====== Data ======

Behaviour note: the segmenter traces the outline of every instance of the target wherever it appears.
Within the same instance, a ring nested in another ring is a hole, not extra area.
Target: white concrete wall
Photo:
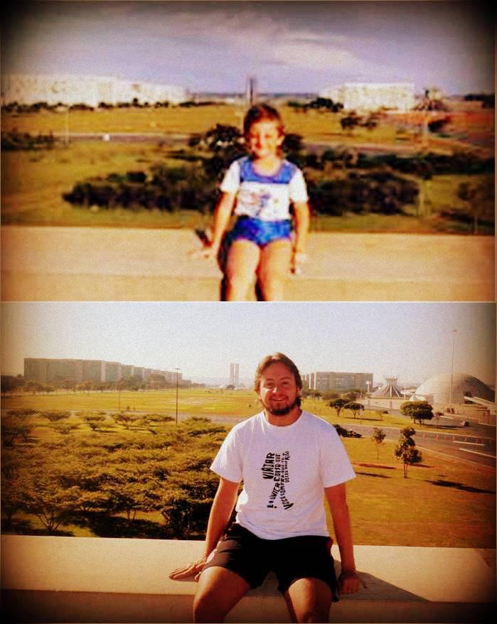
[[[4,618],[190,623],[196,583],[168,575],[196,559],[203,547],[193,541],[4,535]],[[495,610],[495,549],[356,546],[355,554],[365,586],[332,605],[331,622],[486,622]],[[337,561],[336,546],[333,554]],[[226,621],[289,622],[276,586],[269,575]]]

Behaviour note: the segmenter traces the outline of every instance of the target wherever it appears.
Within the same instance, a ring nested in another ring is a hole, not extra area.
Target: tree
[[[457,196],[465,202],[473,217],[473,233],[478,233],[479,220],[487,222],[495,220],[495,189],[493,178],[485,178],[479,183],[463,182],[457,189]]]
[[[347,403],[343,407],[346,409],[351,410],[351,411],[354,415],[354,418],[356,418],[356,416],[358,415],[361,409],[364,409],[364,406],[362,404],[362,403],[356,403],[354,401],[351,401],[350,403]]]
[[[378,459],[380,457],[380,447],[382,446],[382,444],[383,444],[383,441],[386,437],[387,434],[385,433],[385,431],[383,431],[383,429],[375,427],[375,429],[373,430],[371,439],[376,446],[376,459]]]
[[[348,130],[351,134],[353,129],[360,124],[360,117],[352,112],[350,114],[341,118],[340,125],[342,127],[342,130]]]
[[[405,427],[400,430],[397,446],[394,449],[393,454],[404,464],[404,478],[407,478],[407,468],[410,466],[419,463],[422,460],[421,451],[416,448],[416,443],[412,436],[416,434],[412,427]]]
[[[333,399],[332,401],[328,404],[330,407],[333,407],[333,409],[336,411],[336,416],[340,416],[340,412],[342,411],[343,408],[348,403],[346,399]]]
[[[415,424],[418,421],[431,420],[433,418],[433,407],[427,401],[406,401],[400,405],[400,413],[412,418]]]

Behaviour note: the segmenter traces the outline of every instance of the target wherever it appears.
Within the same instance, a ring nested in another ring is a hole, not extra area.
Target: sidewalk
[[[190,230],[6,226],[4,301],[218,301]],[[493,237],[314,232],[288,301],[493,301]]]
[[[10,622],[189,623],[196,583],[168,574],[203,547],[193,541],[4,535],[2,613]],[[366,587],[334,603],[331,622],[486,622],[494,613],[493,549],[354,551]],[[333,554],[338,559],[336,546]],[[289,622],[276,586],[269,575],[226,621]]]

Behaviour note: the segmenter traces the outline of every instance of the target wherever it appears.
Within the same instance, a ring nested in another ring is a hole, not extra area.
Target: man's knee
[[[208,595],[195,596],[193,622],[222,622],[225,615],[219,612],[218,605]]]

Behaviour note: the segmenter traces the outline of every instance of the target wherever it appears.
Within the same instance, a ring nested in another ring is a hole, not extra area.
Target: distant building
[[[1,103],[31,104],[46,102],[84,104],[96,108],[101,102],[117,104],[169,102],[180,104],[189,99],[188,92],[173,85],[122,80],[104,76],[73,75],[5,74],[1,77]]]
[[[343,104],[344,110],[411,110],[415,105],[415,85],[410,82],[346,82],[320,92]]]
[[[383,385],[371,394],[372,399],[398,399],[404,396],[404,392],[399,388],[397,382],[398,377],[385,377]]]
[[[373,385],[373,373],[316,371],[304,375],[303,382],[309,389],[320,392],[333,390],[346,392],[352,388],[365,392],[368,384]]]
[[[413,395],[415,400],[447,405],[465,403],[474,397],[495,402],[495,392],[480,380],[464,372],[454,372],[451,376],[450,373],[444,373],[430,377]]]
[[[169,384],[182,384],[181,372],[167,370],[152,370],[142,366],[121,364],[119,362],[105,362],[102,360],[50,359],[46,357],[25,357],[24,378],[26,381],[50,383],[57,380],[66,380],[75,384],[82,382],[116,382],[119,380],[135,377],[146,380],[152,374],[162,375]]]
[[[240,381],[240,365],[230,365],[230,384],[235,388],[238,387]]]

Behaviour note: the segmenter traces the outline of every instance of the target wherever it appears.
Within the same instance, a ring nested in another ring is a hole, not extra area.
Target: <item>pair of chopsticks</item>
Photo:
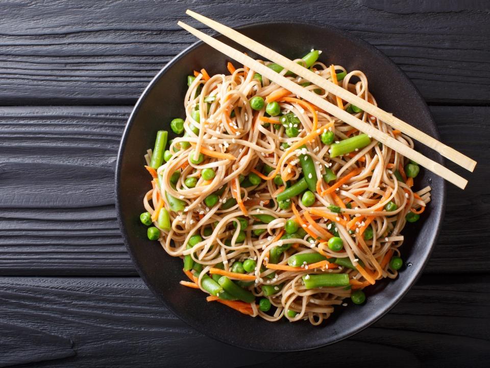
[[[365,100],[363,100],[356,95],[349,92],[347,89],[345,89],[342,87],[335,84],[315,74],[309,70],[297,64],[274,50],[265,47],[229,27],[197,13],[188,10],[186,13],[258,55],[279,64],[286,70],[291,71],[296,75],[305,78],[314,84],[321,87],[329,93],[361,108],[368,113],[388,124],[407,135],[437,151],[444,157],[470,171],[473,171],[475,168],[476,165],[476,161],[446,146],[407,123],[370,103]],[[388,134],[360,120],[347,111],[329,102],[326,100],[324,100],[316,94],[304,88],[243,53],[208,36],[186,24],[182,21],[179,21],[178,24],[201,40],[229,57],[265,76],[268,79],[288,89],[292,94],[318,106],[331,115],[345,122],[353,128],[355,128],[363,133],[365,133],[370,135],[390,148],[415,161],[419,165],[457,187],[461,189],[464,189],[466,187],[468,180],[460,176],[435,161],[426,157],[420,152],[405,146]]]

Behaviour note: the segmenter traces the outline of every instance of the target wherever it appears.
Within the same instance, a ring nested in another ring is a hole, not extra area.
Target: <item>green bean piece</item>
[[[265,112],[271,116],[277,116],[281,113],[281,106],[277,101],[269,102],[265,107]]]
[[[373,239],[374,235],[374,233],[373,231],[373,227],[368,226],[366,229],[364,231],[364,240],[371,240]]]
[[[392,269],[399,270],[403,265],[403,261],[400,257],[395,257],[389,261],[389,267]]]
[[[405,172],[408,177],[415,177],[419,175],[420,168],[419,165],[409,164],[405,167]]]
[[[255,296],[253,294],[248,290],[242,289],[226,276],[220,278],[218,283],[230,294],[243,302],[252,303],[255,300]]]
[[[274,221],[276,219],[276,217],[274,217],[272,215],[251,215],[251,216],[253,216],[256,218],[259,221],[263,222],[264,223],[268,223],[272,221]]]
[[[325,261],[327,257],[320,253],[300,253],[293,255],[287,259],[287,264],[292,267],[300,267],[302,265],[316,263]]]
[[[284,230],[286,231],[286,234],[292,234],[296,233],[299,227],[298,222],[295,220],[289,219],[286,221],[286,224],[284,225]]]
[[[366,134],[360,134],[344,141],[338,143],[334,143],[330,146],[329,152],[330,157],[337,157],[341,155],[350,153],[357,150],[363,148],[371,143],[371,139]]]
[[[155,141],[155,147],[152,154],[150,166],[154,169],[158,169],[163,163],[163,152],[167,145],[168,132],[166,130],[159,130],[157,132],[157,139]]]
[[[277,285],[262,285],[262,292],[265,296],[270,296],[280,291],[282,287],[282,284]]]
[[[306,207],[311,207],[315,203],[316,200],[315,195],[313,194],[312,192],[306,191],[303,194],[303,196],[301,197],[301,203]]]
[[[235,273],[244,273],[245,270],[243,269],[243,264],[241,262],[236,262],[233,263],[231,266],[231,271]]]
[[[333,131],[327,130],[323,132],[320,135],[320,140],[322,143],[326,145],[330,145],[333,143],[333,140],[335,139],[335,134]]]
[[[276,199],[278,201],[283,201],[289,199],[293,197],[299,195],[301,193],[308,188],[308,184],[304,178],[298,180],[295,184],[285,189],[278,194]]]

======

### [What you need to do]
Tally the lines in the records above that contain the string "item", with case counting, and reply with the number alone.

### [Complete answer]
2